**Task objective**
Arrange every line of the listing below as a numbered list, omitting blank lines.

**Given records**
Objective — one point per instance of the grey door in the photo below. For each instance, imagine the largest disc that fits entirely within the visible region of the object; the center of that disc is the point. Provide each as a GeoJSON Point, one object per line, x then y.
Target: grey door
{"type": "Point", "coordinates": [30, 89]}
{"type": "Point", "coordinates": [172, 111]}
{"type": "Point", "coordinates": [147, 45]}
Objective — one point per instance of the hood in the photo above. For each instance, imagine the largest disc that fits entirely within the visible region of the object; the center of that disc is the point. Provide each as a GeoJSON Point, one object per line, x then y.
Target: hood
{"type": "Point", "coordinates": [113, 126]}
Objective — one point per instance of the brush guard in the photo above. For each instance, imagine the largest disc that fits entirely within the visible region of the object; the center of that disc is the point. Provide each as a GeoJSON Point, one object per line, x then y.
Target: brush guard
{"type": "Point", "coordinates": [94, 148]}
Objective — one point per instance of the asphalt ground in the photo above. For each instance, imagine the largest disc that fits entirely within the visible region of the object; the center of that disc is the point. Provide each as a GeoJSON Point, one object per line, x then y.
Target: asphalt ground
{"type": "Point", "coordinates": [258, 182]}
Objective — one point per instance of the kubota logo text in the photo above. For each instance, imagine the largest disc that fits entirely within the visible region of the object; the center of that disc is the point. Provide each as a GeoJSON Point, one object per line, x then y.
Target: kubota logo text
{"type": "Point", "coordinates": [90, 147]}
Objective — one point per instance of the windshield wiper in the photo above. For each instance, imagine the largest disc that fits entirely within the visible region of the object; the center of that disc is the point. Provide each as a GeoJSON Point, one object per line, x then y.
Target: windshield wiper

**Answer in full**
1. Objective — one point per instance of the grey door in the photo below. For each instance, imagine the largest disc that fits entirely within the visible region of the object; the center of that disc is the point. Provide each as a GeoJSON Point, one object per line, x then y.
2. Target: grey door
3. {"type": "Point", "coordinates": [30, 89]}
4. {"type": "Point", "coordinates": [172, 111]}
5. {"type": "Point", "coordinates": [147, 45]}
6. Objective — one point per instance of the hood in the photo above. For each instance, imagine the largest disc that fits entirely within the visible region of the object; the center of that disc is the point. Provide each as a GeoJSON Point, one object per line, x then y.
7. Target: hood
8. {"type": "Point", "coordinates": [113, 126]}
9. Objective — one point per instance of the brush guard in the photo above. For each instance, imagine the largest disc that fits entirely within the visible region of the object; the center of that disc is the point. Provide each as a GeoJSON Point, one object per line, x then y.
10. Target: brush guard
11. {"type": "Point", "coordinates": [94, 148]}
12. Objective — one point per instance of the asphalt ground in the photo above. For each instance, imagine the largest disc that fits entirely within the visible region of the object; the center of that disc is the point. Provide each as a GeoJSON Point, one object per line, x then y.
13. Target: asphalt ground
14. {"type": "Point", "coordinates": [258, 182]}
15. Objective — one point per instance of the kubota logo text in the photo above. For each instance, imagine the largest disc that fits entirely within the visible region of the object; the center of that disc is the point. Provide each as a GeoJSON Point, one object per line, x then y.
16. Target: kubota logo text
17. {"type": "Point", "coordinates": [90, 147]}
18. Objective — one point per instance of the windshield wiper in the photo above. For each instance, imagine the largest disc that fits entirely within the visible region of the object; the center of that disc is the point. Provide each as a GeoJSON Point, one object per line, x then y.
19. Target: windshield wiper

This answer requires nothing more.